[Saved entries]
________
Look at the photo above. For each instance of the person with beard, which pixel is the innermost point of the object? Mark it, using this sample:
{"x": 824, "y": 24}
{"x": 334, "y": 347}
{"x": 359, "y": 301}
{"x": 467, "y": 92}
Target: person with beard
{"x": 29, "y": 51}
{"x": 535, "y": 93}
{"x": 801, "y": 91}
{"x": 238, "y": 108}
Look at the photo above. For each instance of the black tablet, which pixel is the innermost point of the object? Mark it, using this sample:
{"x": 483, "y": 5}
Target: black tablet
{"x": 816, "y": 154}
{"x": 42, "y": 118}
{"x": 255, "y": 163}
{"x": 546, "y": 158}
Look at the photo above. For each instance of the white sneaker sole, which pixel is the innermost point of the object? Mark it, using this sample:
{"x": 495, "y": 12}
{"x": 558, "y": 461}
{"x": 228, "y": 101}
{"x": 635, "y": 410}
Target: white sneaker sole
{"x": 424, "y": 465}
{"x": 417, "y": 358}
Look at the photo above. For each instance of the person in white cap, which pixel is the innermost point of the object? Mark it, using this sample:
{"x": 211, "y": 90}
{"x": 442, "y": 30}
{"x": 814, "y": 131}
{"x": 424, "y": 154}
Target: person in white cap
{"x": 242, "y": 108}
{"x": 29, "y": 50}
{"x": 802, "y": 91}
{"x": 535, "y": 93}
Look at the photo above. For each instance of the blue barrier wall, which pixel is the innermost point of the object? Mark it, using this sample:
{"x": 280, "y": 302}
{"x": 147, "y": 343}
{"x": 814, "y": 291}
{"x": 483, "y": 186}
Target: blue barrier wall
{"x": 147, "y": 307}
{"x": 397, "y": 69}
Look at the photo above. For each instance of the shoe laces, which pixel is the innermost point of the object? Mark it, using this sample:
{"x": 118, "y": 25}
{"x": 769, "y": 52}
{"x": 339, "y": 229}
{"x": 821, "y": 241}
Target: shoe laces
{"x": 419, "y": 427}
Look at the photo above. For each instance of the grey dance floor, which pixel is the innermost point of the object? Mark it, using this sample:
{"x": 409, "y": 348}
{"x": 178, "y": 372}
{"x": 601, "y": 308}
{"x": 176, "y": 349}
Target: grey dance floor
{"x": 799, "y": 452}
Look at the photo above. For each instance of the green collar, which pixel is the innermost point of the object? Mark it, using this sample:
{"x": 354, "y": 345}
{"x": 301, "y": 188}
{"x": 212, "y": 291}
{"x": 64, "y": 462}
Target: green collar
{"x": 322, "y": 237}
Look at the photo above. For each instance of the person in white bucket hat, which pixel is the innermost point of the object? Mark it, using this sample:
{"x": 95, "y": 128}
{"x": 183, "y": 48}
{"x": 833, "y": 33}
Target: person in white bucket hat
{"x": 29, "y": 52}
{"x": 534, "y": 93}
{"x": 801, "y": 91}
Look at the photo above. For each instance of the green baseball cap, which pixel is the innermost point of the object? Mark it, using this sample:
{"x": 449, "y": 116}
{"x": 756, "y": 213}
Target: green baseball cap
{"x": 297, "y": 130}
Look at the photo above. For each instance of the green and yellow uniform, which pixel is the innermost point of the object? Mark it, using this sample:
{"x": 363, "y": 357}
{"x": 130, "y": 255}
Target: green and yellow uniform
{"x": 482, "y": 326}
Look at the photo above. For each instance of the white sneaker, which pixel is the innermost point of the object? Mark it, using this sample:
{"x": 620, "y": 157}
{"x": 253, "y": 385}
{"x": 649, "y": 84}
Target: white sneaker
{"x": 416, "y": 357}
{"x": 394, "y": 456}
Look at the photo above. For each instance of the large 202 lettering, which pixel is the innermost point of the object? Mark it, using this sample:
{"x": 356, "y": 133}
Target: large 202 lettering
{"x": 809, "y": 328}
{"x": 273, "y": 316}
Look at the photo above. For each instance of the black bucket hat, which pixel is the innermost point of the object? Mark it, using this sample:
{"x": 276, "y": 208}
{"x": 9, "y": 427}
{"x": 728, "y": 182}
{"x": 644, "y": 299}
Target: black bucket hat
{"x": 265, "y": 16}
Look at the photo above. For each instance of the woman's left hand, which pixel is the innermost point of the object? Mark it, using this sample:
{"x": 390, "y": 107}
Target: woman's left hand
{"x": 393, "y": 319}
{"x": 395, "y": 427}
________
* _Action item_
Reproduce the records above in full and with exact wording.

* _Solution for this problem_
Look at the photo above. For each instance of the person with beard, which pixel is the innermost point of the object? Mark it, using this sample:
{"x": 824, "y": 24}
{"x": 334, "y": 347}
{"x": 359, "y": 301}
{"x": 467, "y": 92}
Target: person with beard
{"x": 29, "y": 51}
{"x": 535, "y": 93}
{"x": 801, "y": 91}
{"x": 238, "y": 108}
Look at the photo above. For each instance of the black tablet, which pixel is the innermost point of the object? Mark it, using this sample:
{"x": 483, "y": 5}
Target: black tablet
{"x": 816, "y": 154}
{"x": 42, "y": 118}
{"x": 255, "y": 163}
{"x": 546, "y": 158}
Look at the photo above. For each instance of the white sneaker sole, which pixel is the innermost point of the object? Mark it, using this sample:
{"x": 495, "y": 12}
{"x": 558, "y": 461}
{"x": 228, "y": 101}
{"x": 635, "y": 410}
Target: white sneaker sole
{"x": 424, "y": 465}
{"x": 417, "y": 358}
Look at the photo above. For each instance of the person in white cap, which pixel is the innermost point of the object? Mark it, using this sample:
{"x": 211, "y": 90}
{"x": 442, "y": 30}
{"x": 814, "y": 131}
{"x": 424, "y": 154}
Target: person in white cap
{"x": 242, "y": 108}
{"x": 29, "y": 50}
{"x": 802, "y": 91}
{"x": 535, "y": 93}
Look at the photo above. For each instance of the blue barrier wall, which pixel is the innermost point of the object? Mark it, using this sample:
{"x": 280, "y": 302}
{"x": 147, "y": 343}
{"x": 814, "y": 291}
{"x": 483, "y": 186}
Target: blue barrier wall
{"x": 147, "y": 307}
{"x": 397, "y": 69}
Look at the photo above. For each instance of the shoe laces, which pixel is the innermost point of the object? Mark it, using this sample:
{"x": 118, "y": 25}
{"x": 769, "y": 52}
{"x": 339, "y": 229}
{"x": 821, "y": 241}
Target: shoe laces
{"x": 419, "y": 427}
Look at the photo above. For each instance of the grey dance floor, which pixel is the innermost point of the object? Mark it, using this sample:
{"x": 409, "y": 348}
{"x": 178, "y": 372}
{"x": 601, "y": 308}
{"x": 176, "y": 349}
Target: grey dance floor
{"x": 799, "y": 452}
Look at the photo above. For each instance of the green collar, which pixel is the innermost point of the object? Mark it, using this sample:
{"x": 354, "y": 345}
{"x": 301, "y": 188}
{"x": 212, "y": 291}
{"x": 64, "y": 462}
Target: green collar
{"x": 322, "y": 237}
Look at the photo above. For each instance of the person in white bucket hat, which pixel is the innermost point of the object? Mark it, using this sample:
{"x": 95, "y": 128}
{"x": 183, "y": 48}
{"x": 833, "y": 33}
Target: person in white bucket hat
{"x": 29, "y": 52}
{"x": 534, "y": 93}
{"x": 801, "y": 91}
Look at the photo above. For each instance of the green baseball cap, which pixel is the innermost point of the object? Mark it, using this sample:
{"x": 449, "y": 116}
{"x": 756, "y": 213}
Target: green baseball cap
{"x": 297, "y": 130}
Look at the photo above. For each instance of the green and yellow uniform, which pixel is the innermost point of the object? Mark it, using this sample:
{"x": 363, "y": 357}
{"x": 130, "y": 255}
Target: green and yellow uniform
{"x": 482, "y": 326}
Look at the photo above. For each instance of the white sneaker, which pixel is the innermost point of the object? Mark it, using this sample:
{"x": 620, "y": 157}
{"x": 253, "y": 385}
{"x": 649, "y": 84}
Target: white sneaker
{"x": 416, "y": 357}
{"x": 394, "y": 456}
Look at the photo above. For each instance of the large 202 lettering, which pixel is the innermost point of the object? Mark it, using this sample:
{"x": 356, "y": 133}
Target: large 202 lettering
{"x": 809, "y": 328}
{"x": 273, "y": 316}
Look at the photo above. For each instance of the black bucket hat, which pixel is the innermost point of the object? Mark it, using this sample:
{"x": 276, "y": 208}
{"x": 9, "y": 427}
{"x": 728, "y": 182}
{"x": 644, "y": 299}
Target: black bucket hat
{"x": 265, "y": 16}
Look at the photo above. For each instance of the woman's left hand, which pixel is the innermost point of the object? Mark it, using this sample:
{"x": 390, "y": 107}
Target: woman's left hand
{"x": 393, "y": 319}
{"x": 395, "y": 427}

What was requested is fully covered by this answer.